Task directions.
All entries are to be transcribed exactly. Pictures are not part of the copy.

[Records from a dataset]
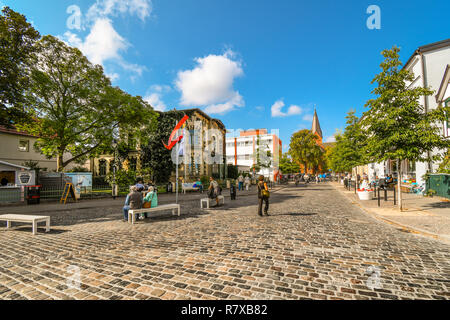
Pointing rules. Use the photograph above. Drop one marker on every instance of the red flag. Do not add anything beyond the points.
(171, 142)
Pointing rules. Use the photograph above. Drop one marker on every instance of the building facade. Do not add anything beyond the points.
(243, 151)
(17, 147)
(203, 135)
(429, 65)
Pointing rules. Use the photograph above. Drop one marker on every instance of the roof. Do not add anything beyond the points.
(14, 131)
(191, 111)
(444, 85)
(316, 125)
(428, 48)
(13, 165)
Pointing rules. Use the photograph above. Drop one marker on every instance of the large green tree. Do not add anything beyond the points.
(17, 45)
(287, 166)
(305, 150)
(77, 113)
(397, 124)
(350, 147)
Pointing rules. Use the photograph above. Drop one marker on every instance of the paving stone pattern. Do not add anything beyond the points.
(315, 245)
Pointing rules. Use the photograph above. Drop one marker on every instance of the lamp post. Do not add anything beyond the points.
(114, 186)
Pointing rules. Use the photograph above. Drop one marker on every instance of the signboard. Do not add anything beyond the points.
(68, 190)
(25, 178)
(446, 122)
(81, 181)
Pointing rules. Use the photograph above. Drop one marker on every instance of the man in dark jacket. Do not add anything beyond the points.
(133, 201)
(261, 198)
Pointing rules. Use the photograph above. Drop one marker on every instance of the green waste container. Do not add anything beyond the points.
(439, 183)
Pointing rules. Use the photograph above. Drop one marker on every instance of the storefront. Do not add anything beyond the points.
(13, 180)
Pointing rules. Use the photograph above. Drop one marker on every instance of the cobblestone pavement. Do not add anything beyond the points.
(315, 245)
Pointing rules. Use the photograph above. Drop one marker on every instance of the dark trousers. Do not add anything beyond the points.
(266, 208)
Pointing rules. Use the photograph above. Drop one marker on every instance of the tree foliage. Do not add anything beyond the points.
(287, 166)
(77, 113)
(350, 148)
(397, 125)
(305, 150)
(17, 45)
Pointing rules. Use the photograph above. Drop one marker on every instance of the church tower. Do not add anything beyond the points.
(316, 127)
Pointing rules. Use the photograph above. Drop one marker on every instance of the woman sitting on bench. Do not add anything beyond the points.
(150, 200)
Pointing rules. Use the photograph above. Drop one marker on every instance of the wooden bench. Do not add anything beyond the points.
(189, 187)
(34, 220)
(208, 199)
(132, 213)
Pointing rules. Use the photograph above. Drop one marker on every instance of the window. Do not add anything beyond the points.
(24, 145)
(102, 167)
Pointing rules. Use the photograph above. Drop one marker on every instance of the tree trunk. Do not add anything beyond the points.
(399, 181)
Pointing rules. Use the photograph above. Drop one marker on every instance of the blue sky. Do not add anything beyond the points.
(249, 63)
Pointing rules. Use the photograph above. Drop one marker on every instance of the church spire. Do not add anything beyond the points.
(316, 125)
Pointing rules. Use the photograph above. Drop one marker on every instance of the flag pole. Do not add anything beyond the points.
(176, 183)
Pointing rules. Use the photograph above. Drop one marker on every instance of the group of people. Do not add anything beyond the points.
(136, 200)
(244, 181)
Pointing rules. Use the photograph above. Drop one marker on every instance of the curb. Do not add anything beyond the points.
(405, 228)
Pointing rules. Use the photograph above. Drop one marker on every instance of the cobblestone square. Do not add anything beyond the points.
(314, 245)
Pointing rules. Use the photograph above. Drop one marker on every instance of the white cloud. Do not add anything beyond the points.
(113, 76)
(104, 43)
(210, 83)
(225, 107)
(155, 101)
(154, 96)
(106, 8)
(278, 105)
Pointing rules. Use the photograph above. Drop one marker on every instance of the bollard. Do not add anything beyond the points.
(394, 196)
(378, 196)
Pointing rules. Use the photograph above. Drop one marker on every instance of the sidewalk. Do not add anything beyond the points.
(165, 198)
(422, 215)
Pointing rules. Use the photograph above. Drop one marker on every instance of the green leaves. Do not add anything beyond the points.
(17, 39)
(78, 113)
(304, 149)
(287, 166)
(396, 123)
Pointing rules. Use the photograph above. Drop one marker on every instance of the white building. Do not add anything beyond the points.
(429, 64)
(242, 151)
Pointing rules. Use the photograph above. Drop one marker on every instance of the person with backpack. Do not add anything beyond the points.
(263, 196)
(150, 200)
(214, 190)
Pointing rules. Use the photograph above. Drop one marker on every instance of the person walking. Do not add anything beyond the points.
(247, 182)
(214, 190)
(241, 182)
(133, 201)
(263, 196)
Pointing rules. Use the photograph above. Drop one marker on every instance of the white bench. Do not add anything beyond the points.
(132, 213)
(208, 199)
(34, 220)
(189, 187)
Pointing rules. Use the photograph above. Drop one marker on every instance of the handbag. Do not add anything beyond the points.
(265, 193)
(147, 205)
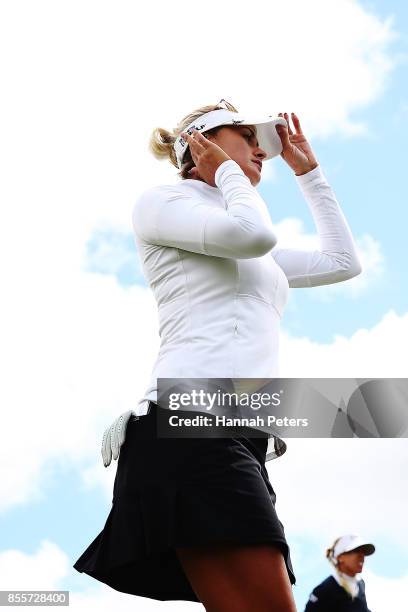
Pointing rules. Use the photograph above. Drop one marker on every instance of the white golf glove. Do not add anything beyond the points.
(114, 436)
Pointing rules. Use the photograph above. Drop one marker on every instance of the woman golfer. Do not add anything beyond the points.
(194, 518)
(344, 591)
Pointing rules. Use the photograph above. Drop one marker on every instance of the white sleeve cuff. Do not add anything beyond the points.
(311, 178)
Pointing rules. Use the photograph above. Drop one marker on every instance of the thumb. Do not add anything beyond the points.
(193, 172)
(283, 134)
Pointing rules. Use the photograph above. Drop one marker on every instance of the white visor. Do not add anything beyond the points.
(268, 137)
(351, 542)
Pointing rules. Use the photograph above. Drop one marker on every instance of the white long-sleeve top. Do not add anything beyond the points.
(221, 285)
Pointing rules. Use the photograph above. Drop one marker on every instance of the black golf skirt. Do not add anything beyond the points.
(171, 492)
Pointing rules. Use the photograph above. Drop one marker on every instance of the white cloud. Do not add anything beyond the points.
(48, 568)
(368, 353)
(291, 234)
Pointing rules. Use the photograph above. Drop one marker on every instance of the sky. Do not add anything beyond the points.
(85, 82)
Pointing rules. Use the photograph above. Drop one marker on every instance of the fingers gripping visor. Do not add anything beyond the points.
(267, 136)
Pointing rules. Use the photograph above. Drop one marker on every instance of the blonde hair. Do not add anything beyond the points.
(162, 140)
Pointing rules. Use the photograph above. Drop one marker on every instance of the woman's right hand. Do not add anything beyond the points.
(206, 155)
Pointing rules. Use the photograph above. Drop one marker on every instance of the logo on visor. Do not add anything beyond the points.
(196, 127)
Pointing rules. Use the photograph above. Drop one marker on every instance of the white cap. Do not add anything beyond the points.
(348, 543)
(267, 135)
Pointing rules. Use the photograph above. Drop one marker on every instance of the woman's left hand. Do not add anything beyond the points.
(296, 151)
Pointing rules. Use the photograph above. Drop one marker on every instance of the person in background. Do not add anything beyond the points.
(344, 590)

Task answer.
Pointing rules. Use the photograph above. Drop one marker on every instance of the red flag. Do not add anything beyond the points.
(171, 142)
Pointing rules. Use the photograph above. Drop one marker on every instance of the building facade. Do not add anything beyond the points.
(243, 151)
(17, 147)
(203, 135)
(429, 65)
Pointing rules. Use the photograph above. Drop one marker on every instance of the roof. Do not add anything beyond the points.
(14, 131)
(191, 111)
(444, 85)
(316, 125)
(428, 48)
(13, 165)
Pointing rules. Use the photograph above. Drop one marker on every instance of the large green tree. Do not add anything beyond the points.
(17, 45)
(287, 166)
(305, 150)
(77, 113)
(397, 124)
(350, 147)
Pointing rules. Use the photograph above. Drop one marker on every instance of the paving stone pattern. Do not add anything beyond the points.
(315, 245)
Pointing rules. Use the photograph above. Drop one marker on every instance of the lamp post. Do not add anything beyond the points.
(114, 186)
Pointing rules. Use the photograph above. Drop one marker on every instance of the signboard. Do not add anything beyond the points.
(68, 190)
(25, 178)
(446, 122)
(81, 181)
Pointing rules. Use the photograph above. Drop one marker on every instance of the man in dark jacket. Do not add anything beyond the points.
(133, 201)
(261, 198)
Pointing rules. Use the photograph above. Drop one marker on every instance of the green waste container. Do not add anything beyond the points.
(439, 183)
Pointing rules. Use the photograph above. Drop one marker on every instance of the storefront. Do not add anything beyond the points.
(13, 180)
Pointing rules. Use the photograph above. Drop one marker on every instance of the cobblestone pavement. Do not add anything beyond the points.
(315, 245)
Pointing rules. Use the photograph above. Drop one marker on every instance of the dark trousers. Do not add anything beyond the points.
(266, 208)
Pointing rules. Use the photograph above. Drop one marker on every instance of the tree foliage. Do not add anything beyond the points.
(287, 166)
(77, 113)
(350, 148)
(397, 125)
(305, 150)
(17, 45)
Pointing rules. Use the photograph above. Drop one marker on every instance of the church tower. Do not add anything beyond the points.
(316, 127)
Pointing rules. Use the photograph above. Drop one marker on every instance of the woman sitting on bench. Do not add anything beyond the points.
(150, 200)
Pointing rules. Use the photograph above. Drop one marker on every instance of the wooden bench. Do not add anything beyond the points.
(189, 187)
(34, 220)
(208, 199)
(132, 213)
Pointing rules. Use the photograph above. Drop one marker on every instance of the window. Do not add anything beyond the points.
(24, 145)
(102, 167)
Pointing rules. Use the photograph above. Drop one marker on every instance of the tree trunk. Do not add anything beyond the points.
(399, 181)
Pointing rules. Use the photograph above. Drop one marker on every instance of the blue sky. Do not add anything beyond the points.
(249, 63)
Pointing rules. Use the photograph above. Drop one marker on every instance of the church spire. Do not add anything beyond the points.
(316, 125)
Pointing rules. Use the photograph above. Drop one marker on every instance of the flag pole. Do not add anything beyond the points.
(176, 183)
Pointing rules. Use the photograph above. Drop one marker on every instance of the group of people. Do not add anything beyond the points.
(136, 200)
(244, 181)
Pointing rules. Use the photograph above. Drop one marker on every instance of the curb. Do not add anything beyond the points.
(405, 228)
Pointing rules. Use the photograph above. Drop one marker on every instance of the cobblestone square. Do not add anything beyond the points.
(314, 245)
Pointing rules. Use the photograph above. Drop one marker on every instance of the white cloud. Do not add anything beyond the points.
(113, 76)
(104, 43)
(210, 83)
(225, 107)
(155, 101)
(154, 96)
(106, 8)
(278, 105)
Pointing rules. Use the photograph above. Drop one marker on every instance of the bollard. Do not add anything beyond the points.
(394, 196)
(378, 196)
Pointing rules. Use the photograph above. Drop one marker on every instance of the sidewalk. Do not add anything beyond the points.
(165, 198)
(422, 215)
Pointing rules. Use the photograph above. Drop one marker on every instance of the green leaves. Do not add anything beyond the points.
(17, 39)
(78, 113)
(304, 149)
(287, 166)
(396, 123)
Pointing rules. Use the photograph above. Drop one marker on every instance of the white building. Do not add anything beyond the points.
(429, 64)
(242, 151)
Pointing rules. Use the photograph above. Drop one marker on every instance of the person with backpack. Do not add anything beyond the points.
(263, 196)
(150, 200)
(214, 190)
Pointing rules. Use the photograph above. Drop one marker on every instance of the person walking. Do not add anything beyond the points.
(247, 182)
(214, 190)
(241, 182)
(133, 201)
(263, 196)
Pointing rules. Use the photograph above. Drop one marker on every instance of the white bench. Do not add anything beyond the points.
(132, 213)
(208, 199)
(34, 220)
(189, 187)
Pointing rules. Use the photograph above. Drop one marker on every instance of the handbag. Do not add anything beyond the points.
(265, 193)
(147, 205)
Pointing rules. Use the photograph above. Drop one marker on every instance of the white golf glove. Do not add anything beyond the points.
(114, 436)
Pointing rules. Use the photograph above. Drop one marker on every instance of the woman golfer. Do not add anything beyond the points.
(194, 518)
(344, 591)
Pointing rules. Use the photograph above. Drop one marker on every instance of the white sleeve cuff. Do not add anything beyond the points.
(311, 178)
Pointing rules. Use the photograph above. Drop one marker on every instance of the thumb. Do not add anything beyond the points.
(193, 172)
(283, 134)
Pointing rules. Use the photograph above. Drop one marker on every instance of the white visor. Do not add anything beyond the points.
(268, 137)
(351, 542)
Pointing rules. Use the photograph above. Drop one marker on every instance of the white long-sleeve top. Do not add anything beyond the points.
(221, 285)
Pointing rules. Use the photograph above. Drop one marker on every instance of the black golf skirt. Do not add anything beyond the points.
(171, 492)
Pointing rules. Use the photograph above. Drop one marker on every instance of the white cloud. Do not add anything beyond the points.
(48, 568)
(368, 353)
(291, 234)
Pointing rules. Use the photograph above. Drop one marker on every instance of the sky. Do not add anything beyond the points.
(85, 82)
Pointing rules. Use the photograph above. Drop one marker on every instance of the fingers gripping visor. Do not add anything beyond the points.
(267, 136)
Pointing rules. Use the photograph above. Drop one marker on every instance of the blonde hair. Do not add anything beyond the points.
(162, 140)
Pointing rules. Use the photograph above. Drop one marker on every instance of the woman's right hand. Do not add anything beyond the points.
(206, 155)
Pointing rules. Use the photograph above. Drop one marker on every instance of the logo on visor. Do not add anything beyond the points.
(196, 127)
Pointing rules. Use the photograph above. Drop one marker on every instance of the white cap. Do not add anything beyond the points.
(348, 543)
(267, 135)
Pointing rules. Use the photograph above. Drop one marker on every instance of the woman's left hand. Do not add anything beyond the points.
(296, 151)
Pointing rules. Use the photograph above. Drop one marker on every instance of the person in background. Do not add anything beyond the points.
(344, 590)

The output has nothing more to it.